• _GIVEN TASK_: Format the entries below as a two-column CSV with the header instruction,points. Give one row per entry, with its text under instruction and its answer under points, each field in double quotes with line breaks replaced by spaces, and leave the pictures out.

• _DATA PROVIDED_:
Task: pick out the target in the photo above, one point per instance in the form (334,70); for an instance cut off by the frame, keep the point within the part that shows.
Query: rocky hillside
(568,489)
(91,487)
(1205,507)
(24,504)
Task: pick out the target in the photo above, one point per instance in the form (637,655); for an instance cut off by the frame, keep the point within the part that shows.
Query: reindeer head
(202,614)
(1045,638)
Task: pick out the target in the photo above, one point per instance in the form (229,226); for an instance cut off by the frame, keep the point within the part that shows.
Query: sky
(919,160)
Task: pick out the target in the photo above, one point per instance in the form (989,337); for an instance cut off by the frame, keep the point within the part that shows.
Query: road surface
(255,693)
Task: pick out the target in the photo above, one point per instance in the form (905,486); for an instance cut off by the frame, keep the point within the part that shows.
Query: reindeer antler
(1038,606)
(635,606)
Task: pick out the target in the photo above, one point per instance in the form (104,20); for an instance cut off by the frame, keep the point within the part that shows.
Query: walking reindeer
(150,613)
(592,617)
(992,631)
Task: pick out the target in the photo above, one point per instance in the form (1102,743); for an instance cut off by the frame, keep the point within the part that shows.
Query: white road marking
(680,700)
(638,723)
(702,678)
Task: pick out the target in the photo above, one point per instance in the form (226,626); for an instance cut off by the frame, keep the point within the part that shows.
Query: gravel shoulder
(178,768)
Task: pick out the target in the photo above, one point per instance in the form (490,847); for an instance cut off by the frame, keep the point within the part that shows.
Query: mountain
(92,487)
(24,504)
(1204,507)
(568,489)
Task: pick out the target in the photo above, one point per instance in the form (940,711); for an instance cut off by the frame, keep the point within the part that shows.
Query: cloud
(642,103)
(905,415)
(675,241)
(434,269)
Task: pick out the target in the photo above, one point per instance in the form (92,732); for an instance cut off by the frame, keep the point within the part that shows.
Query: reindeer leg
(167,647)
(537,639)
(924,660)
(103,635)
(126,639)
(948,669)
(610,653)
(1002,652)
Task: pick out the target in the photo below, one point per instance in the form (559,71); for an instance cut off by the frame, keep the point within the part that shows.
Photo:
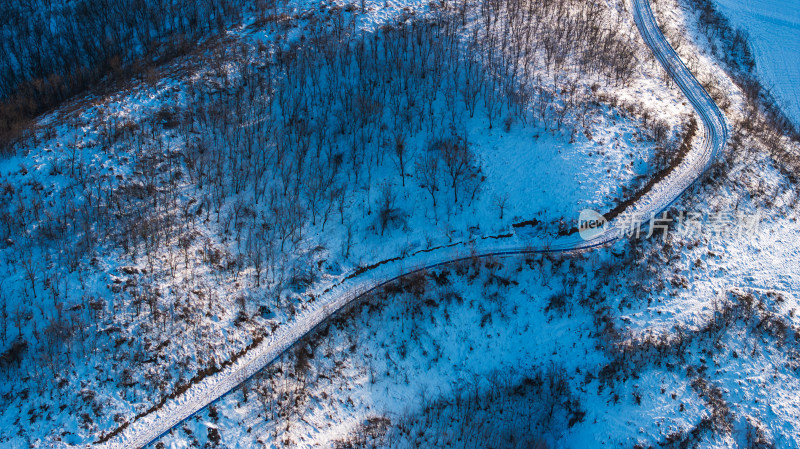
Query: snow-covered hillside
(773,29)
(151,236)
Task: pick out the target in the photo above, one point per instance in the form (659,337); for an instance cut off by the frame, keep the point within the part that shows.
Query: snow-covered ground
(773,27)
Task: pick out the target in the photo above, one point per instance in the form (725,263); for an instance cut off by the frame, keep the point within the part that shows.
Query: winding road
(151,427)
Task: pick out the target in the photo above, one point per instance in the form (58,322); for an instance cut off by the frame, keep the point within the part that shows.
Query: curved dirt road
(149,428)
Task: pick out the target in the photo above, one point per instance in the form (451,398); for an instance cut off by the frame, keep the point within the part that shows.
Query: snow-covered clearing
(773,28)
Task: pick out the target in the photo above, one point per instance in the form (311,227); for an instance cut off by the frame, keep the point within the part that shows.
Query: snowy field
(774,30)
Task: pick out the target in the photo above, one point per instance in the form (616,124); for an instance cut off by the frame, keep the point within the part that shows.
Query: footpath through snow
(150,427)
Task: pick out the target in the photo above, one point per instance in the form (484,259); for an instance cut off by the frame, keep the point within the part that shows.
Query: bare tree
(428,175)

• _COMPLETE RESPONSE_:
instruction,points
"Task: pick out the target in the photo above, one point per instance in the form (334,70); for an instance cut off by the frame, keep the point within the part that shows. Query: rocky hillside","(568,489) (91,487) (1205,507) (24,504)"
"Task: pick out the target in the photo above, one point per instance in the form (637,655); for an instance cut off by the frame, keep the point within the part that shows. Query: reindeer head","(202,614) (1045,638)"
"Task: pick out the target in the photo above, one point per instance in the form (229,226); for an instance cut off by the frame, keep the point within the part that shows. Query: sky","(919,160)"
"Task: pick out the target in the photo above, one point per instance in the form (989,337); for an instance cut off by the frame, keep the point within the part that shows. Query: road surface","(255,693)"
"Task: pick out the target in the photo above, one point per instance in the form (905,486); for an instance cut off by the frame, keep the point within the part that shows. Query: reindeer antler","(1038,606) (635,606)"
"Task: pick out the target in the photo above, one point per instance in the form (104,20); for an instance cut off by the frame, keep the point within the part that shows. Query: walking reindeer","(150,613) (592,617) (992,631)"
"Task: pick out the target in the photo above, one point per instance in the form (1102,743); for an instance cut off by the frame, keep the point within the part that shows. Query: white road marking","(680,700) (638,723) (702,678)"
"Task: pick out the target in the photo above, one point per instance in the form (226,626); for an instance cut off by the frame, keep the point within the part that shows. Query: gravel shoulder","(178,768)"
"Task: pick out the target in the photo above, one point per instance in the form (490,847); for an instance cut off by the frame, keep the point within the part that shows. Query: mountain","(92,487) (24,504) (1204,507) (568,489)"
"Task: pick out the target in the photo above, one point per instance in the form (940,711); for an instance cut off by the frame, keep the point within the part that shows. Query: cloud","(642,103) (905,415) (675,241) (434,269)"
"Task: pick out the target in the photo above, one point per instance in the form (92,732); for an instance cut off by the frame, keep the point within the part that shows. Query: reindeer leg","(167,647) (537,639) (924,660) (103,635) (126,639) (948,669) (610,653) (1002,652)"
"Task: pick out the target in the photo below, one point per instance in the form (559,71); for an instance cut off by the frame, keep the point within the part that shows. Photo: Query: snow-covered hillside","(773,29) (151,236)"
"Task: pick out the target in the photo above, one point per instance in the form (659,337); for an instance cut off by the frame, keep the point within the part that shows. Query: snow-covered ground","(773,27)"
"Task: pick out the target in the photo above, one point per instance in the form (725,263); for an instance cut off by the frame, keep the point within the part that shows. Query: winding road","(151,427)"
"Task: pick out the target in the photo above, one point per instance in the form (58,322); for an instance cut off by the frame, keep the point within the part that shows. Query: curved dirt road","(149,428)"
"Task: pick out the target in the photo above, one point per instance in the form (451,398); for an instance cut off by the frame, keep the point within the part that shows. Query: snow-covered clearing","(773,28)"
"Task: pick out the target in the photo above, one point per instance in the form (311,227); for an instance cut off by the frame, keep the point within the part that shows. Query: snowy field","(774,30)"
"Task: pick out the target in the photo above, one point per instance in the form (616,124); for an instance cut off by the frame, keep the point within the part that shows. Query: footpath through snow","(150,427)"
"Task: pick out the target in the photo above, one point per instance in the form (484,259); for an instance cut off by the frame, keep the point within the part that shows. Query: bare tree","(428,175)"